[Records contained in a dataset]
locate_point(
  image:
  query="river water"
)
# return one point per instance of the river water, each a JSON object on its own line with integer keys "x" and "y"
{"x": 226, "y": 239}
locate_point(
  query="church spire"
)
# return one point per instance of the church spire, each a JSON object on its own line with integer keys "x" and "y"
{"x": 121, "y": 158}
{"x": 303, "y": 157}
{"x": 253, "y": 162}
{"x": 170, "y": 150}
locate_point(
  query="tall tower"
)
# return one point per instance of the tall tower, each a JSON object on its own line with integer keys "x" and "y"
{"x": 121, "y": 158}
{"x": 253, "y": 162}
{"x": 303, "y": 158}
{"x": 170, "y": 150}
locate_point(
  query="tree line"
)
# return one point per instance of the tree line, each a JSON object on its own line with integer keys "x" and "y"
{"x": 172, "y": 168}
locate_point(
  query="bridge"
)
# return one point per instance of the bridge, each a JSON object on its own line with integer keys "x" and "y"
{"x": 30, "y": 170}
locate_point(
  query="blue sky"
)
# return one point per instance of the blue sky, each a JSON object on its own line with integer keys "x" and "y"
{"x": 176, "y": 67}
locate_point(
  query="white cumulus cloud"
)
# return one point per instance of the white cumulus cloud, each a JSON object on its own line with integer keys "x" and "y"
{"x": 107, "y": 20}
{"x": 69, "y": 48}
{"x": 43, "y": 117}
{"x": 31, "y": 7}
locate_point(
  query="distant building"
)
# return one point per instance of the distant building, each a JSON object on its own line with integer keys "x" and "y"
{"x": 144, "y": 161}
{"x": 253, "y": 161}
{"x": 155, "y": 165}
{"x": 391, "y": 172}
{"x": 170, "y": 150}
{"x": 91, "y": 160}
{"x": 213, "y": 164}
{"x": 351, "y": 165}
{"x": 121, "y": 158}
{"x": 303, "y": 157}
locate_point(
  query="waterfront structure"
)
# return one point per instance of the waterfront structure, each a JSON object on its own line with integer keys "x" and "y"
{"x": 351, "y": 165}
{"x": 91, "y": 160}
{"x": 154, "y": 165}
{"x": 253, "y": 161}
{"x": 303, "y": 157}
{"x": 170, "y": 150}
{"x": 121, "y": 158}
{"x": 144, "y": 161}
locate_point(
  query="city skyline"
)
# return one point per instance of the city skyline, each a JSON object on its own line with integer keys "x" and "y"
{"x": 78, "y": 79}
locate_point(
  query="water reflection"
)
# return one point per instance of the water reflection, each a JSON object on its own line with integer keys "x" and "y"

■ WHAT THE TASK REQUIRES:
Repeat the data exactly. Leave nothing out.

■ SOLUTION FOR THIS TASK:
locate_point(
  image:
  query="river water"
)
# return one point per instance of the river water, each a JSON object on its own line with integer keys "x" and "y"
{"x": 226, "y": 239}
locate_point(
  query="church spire"
)
# return one point per instance of the church spire, each a JSON object on its own line with integer keys "x" and "y"
{"x": 121, "y": 158}
{"x": 303, "y": 157}
{"x": 253, "y": 162}
{"x": 170, "y": 150}
locate_point(
  query="tall tower"
)
# return one point per instance of the tall tower, each a JSON object on its own line with integer keys "x" and "y"
{"x": 121, "y": 158}
{"x": 253, "y": 162}
{"x": 303, "y": 158}
{"x": 170, "y": 150}
locate_point(
  query="tree line"
)
# return one point per instance of the tree line, each a JSON object on its own line with integer keys "x" and "y"
{"x": 172, "y": 168}
locate_point(
  query="bridge"
)
# return one point per instance of the bridge, each a JSON object on its own line with integer keys "x" and "y"
{"x": 30, "y": 170}
locate_point(
  query="blue sky"
)
# return one point per instance of the blue sky, each a JSON object on its own line with integer keys "x" and "y"
{"x": 176, "y": 67}
locate_point(
  query="white cumulus cloud"
)
# return one point per instance of the white cumulus cloud, each a JSON object on its own line with integer keys "x" and "y"
{"x": 107, "y": 20}
{"x": 69, "y": 48}
{"x": 43, "y": 117}
{"x": 31, "y": 7}
locate_point(
  query="distant building"
)
# return one point per instance of the distant building, each a JSON object on its own line with integer keys "x" and "y"
{"x": 144, "y": 161}
{"x": 253, "y": 161}
{"x": 155, "y": 165}
{"x": 391, "y": 172}
{"x": 170, "y": 150}
{"x": 91, "y": 160}
{"x": 213, "y": 164}
{"x": 351, "y": 165}
{"x": 121, "y": 158}
{"x": 303, "y": 157}
locate_point(
  query="waterfront structure"
)
# return one point per instance of the waterfront structure, each a JSON object on its own line with integer keys "x" and "y"
{"x": 351, "y": 165}
{"x": 91, "y": 160}
{"x": 154, "y": 165}
{"x": 253, "y": 161}
{"x": 303, "y": 157}
{"x": 170, "y": 150}
{"x": 121, "y": 158}
{"x": 144, "y": 161}
locate_point(
  query="city skyline"
)
# return one point per instance of the city skyline, each a JSON object on its own line with integer keys "x" and "y"
{"x": 78, "y": 79}
locate_point(
  query="water reflection"
)
# return one point per instance of the water reflection, each a JSON object on its own line with integer keys "x" and "y"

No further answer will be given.